SET TASK ▸
Pick out every line in the data below that contains the string "ruffed", and copy each one. Case counts.

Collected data
● ● ●

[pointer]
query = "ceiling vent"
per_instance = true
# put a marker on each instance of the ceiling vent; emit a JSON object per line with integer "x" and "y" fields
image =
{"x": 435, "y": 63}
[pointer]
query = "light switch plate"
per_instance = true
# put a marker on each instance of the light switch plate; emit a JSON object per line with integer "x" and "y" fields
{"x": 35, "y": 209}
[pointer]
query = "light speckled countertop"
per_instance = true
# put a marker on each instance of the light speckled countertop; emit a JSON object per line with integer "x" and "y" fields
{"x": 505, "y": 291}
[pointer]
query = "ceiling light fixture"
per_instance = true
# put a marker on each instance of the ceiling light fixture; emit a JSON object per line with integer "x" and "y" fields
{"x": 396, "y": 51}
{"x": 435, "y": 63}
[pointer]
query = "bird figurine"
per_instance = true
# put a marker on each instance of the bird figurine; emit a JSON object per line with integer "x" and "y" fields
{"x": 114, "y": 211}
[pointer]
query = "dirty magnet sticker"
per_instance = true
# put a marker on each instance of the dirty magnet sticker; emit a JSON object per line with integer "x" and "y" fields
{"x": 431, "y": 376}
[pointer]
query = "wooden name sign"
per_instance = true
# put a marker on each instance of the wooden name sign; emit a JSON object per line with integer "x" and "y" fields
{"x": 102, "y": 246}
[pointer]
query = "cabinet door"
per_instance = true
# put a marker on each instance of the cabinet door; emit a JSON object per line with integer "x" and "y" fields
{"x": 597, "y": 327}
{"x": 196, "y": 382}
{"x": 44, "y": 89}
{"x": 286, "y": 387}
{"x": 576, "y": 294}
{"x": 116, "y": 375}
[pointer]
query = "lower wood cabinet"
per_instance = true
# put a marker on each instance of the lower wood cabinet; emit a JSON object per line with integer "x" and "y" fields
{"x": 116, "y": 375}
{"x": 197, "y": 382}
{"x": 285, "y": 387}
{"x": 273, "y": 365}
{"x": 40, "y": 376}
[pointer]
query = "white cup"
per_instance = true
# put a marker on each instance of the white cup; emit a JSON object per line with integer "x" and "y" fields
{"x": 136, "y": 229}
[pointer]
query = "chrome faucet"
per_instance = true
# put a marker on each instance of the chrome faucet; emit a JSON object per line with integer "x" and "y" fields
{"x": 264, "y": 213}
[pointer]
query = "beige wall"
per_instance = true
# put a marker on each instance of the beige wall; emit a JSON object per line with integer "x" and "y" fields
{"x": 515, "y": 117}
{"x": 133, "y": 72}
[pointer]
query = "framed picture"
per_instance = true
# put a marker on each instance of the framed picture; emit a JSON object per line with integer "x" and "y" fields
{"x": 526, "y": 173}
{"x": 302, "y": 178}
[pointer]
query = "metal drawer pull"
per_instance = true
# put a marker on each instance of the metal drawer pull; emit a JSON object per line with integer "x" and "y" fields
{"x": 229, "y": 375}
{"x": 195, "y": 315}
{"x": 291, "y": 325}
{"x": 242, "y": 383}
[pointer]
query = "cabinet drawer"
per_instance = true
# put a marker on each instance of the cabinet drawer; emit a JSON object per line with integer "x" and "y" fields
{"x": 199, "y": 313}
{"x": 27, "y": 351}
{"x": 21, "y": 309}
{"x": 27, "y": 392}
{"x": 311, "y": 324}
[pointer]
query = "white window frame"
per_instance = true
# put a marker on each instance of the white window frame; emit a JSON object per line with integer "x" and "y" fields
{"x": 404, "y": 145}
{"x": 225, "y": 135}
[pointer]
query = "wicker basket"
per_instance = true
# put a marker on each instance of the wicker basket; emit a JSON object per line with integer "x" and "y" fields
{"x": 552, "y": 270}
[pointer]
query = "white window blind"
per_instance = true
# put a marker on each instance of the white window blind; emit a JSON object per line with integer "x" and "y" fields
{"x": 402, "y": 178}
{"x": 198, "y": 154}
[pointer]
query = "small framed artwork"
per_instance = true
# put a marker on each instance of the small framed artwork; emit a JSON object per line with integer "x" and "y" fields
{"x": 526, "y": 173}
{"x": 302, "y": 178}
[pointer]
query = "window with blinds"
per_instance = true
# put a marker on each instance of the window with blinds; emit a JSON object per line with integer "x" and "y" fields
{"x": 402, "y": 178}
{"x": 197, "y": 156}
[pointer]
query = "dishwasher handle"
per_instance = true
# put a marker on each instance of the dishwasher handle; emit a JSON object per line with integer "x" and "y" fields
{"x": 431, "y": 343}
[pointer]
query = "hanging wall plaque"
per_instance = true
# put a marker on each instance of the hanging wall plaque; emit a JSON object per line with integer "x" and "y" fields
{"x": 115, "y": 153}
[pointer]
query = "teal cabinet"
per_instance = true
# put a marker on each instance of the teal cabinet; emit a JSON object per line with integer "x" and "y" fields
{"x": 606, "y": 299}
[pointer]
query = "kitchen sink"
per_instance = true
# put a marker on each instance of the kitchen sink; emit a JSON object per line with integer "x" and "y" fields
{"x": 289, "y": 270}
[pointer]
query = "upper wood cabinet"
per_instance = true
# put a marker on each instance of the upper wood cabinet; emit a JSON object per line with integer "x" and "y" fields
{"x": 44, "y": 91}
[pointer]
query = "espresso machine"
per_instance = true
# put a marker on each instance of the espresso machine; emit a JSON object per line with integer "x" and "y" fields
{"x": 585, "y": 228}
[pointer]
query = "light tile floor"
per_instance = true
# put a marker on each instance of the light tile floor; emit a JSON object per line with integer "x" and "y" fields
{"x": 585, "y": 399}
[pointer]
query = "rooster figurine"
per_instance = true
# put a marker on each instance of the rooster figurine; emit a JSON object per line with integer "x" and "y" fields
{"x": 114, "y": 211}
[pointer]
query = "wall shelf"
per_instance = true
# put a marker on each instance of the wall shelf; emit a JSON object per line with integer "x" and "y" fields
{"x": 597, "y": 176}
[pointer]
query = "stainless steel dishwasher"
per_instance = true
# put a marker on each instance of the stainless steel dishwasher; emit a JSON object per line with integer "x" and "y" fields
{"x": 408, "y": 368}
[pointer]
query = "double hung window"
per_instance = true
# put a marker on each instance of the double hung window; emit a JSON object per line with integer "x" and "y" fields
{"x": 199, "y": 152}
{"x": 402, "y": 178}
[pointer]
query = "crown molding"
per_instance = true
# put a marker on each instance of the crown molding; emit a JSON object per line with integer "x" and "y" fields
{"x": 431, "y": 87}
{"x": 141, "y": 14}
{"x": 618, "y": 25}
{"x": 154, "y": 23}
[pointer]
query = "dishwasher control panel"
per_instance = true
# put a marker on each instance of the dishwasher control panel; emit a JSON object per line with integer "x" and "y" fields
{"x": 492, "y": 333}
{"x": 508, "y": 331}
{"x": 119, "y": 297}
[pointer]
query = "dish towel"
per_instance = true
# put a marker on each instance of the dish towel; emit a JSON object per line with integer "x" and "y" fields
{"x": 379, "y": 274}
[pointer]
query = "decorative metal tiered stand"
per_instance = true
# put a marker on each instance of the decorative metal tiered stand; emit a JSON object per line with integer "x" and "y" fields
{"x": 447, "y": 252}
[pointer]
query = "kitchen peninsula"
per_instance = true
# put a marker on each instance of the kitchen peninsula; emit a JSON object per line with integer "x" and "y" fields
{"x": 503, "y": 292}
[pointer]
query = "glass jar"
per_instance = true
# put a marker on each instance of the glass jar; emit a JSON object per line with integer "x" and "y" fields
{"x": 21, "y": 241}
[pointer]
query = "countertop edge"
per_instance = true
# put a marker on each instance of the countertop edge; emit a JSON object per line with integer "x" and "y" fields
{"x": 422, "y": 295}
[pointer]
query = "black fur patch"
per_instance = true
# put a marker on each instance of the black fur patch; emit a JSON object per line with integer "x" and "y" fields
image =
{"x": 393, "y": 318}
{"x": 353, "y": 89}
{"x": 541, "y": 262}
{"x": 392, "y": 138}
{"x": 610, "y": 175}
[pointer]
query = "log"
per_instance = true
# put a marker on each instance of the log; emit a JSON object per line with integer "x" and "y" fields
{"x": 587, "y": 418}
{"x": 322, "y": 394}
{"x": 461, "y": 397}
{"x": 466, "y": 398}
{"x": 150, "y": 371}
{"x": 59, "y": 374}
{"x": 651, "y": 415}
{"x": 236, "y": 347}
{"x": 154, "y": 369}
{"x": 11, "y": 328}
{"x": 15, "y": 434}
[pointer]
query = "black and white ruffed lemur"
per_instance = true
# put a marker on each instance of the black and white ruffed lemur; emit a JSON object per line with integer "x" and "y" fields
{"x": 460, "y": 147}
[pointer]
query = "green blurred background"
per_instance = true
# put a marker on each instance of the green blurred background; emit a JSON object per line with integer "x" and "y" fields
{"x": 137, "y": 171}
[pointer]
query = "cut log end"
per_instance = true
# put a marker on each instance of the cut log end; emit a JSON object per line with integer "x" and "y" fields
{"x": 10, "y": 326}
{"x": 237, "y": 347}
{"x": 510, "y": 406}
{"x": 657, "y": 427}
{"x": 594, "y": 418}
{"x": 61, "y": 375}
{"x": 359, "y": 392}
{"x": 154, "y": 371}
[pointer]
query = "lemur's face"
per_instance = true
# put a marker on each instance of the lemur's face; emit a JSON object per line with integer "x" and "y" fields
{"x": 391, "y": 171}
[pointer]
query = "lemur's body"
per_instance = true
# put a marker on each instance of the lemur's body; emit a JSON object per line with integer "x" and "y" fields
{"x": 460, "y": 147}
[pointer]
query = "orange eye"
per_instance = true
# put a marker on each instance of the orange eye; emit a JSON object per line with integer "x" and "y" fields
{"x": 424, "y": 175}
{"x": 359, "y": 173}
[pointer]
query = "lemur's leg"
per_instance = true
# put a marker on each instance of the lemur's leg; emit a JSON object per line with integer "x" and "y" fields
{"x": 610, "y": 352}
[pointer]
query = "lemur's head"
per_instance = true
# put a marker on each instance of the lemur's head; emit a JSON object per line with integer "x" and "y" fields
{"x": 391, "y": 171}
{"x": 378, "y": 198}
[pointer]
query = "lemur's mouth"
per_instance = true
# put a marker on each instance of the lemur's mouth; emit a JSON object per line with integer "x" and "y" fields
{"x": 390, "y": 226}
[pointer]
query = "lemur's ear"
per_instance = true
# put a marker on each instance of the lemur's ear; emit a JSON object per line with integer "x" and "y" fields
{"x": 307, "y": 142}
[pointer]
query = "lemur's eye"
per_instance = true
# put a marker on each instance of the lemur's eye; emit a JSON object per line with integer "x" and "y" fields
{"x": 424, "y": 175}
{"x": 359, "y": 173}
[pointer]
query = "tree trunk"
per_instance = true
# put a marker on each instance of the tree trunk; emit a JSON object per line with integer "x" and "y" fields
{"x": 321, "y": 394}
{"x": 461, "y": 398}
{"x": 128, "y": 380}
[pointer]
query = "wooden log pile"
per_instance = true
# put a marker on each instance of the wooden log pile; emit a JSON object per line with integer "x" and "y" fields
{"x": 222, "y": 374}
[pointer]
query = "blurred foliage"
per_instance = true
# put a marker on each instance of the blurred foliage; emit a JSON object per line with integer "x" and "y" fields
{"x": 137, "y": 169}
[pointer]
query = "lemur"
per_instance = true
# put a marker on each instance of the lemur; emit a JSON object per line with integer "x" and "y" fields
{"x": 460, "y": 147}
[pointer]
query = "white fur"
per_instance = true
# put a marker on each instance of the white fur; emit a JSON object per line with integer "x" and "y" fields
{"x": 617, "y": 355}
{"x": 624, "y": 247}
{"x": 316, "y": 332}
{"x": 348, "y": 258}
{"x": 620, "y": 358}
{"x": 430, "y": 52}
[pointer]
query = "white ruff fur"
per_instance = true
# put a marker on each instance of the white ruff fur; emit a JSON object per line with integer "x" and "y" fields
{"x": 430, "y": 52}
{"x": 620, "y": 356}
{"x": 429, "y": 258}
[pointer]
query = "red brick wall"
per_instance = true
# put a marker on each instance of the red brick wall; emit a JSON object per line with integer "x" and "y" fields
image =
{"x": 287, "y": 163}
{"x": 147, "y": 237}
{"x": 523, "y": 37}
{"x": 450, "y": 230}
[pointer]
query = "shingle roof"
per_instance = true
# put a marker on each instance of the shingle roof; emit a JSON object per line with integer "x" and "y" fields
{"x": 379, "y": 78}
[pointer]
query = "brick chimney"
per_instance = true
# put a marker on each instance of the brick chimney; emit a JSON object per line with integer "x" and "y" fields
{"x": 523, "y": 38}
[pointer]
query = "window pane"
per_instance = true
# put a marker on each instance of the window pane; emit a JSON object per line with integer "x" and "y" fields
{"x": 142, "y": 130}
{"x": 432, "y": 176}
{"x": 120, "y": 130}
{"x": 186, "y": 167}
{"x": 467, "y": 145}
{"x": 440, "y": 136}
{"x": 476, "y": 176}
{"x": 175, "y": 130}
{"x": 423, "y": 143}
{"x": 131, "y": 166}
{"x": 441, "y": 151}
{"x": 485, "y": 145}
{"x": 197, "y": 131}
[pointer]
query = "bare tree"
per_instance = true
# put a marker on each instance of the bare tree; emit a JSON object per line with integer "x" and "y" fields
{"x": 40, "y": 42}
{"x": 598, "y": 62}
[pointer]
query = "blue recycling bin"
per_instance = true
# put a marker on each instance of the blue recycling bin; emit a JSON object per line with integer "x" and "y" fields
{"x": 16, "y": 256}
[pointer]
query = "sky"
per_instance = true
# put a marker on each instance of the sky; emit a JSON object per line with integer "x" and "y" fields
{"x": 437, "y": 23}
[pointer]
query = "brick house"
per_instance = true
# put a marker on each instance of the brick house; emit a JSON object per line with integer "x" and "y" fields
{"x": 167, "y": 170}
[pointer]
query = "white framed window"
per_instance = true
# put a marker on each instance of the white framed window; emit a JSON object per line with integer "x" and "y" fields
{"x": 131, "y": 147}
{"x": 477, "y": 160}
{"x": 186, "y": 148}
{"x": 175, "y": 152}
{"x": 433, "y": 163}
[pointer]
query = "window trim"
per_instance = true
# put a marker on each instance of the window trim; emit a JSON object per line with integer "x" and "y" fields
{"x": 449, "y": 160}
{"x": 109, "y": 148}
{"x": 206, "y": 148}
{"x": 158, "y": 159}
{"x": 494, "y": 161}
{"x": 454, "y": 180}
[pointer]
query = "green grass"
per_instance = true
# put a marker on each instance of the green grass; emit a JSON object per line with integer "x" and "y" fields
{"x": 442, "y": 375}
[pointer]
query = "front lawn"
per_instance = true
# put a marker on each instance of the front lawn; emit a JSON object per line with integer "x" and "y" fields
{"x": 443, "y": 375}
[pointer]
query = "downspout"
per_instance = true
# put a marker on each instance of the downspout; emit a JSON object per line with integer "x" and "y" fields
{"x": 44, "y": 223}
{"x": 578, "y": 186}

● ● ●

RESPONSE ▸
query = "black and white ruffed lemur"
# put a marker on each instance of the black and white ruffed lemur; emit a JSON object per line with integer "x" and "y" fields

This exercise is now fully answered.